## Exercices
[A] Dans l'extrait de débat parlementaire, quel département est donné en exemple ?
[B] Poursuivez l'extrait de débat parlementaire à partir de sa dernière phrase.

## Extrait à lire
Dans mon département par exemple, le Cantal, plusieurs jeunes sont dans cette situation, et les réponses administratives apportées, qui confinent à l’impuissance, sont désespérantes pour tous, y compris pour notre reconquête démographique.
Aussi, monsieur le secrétaire d’État, quand mettrez-vous de la cohérence et des moyens pour une gestion responsable et solidaire de la situation de ces jeunes ?
M. le président. La parole est à M. le secrétaire d’État.
M. Adrien Taquet, secrétaire d’État auprès du ministre des solidarités et de la santé, chargé de l’enfance et des familles. Monsieur le sénateur, au risque de me répéter un peu, c’est, je crois, tout le sens de ce que nous essayons de faire pour les mineurs non accompagnés, comme pour les jeunes de l’aide sociale à l’enfance.

## Données fournies
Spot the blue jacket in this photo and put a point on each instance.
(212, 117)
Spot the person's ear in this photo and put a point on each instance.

## Corrigé des exercices
[A] Le Cantal.

[B]
En effet, la question de la majorité, c’est-à-dire de la fin de la prise en charge dans un certain nombre de cas par les services de l’aide sociale à l’enfance à 18 ans, soulève, s’agissant de l’aide sociale à l’enfance, un certain nombre de questions, de difficultés, parfois de situations dramatiques, avec ce que l’on appelle les sorties sèches. Un certain nombre de jeunes, du jour au lendemain, ne sont plus pris en charge.
C’est la raison pour laquelle, dans un cas comme dans l’autre, je pense que la coopération entre l’État et les départements et ce continuum que vous évoquiez doit être mobilisée au maximum.
C’est tout le sens, s’agissant de l’insertion professionnelle, de cette convention avec l’Union nationale des missions locales que j’évoquais et à laquelle nous avons adjoint une contribution financière de la part de l’État de 500 euros pour tout jeune qui ne serait pas dans un parcours d’études ou d’insertion, afin d’éviter justement ces fameuses sorties sèches. Je précise ici que cette mesure n’a pas vocation à se substituer à un éventuel contrat jeune majeur, ou en tout cas à l’accompagnement éducatif qui pourrait continuer à être nécessaire de la part du département.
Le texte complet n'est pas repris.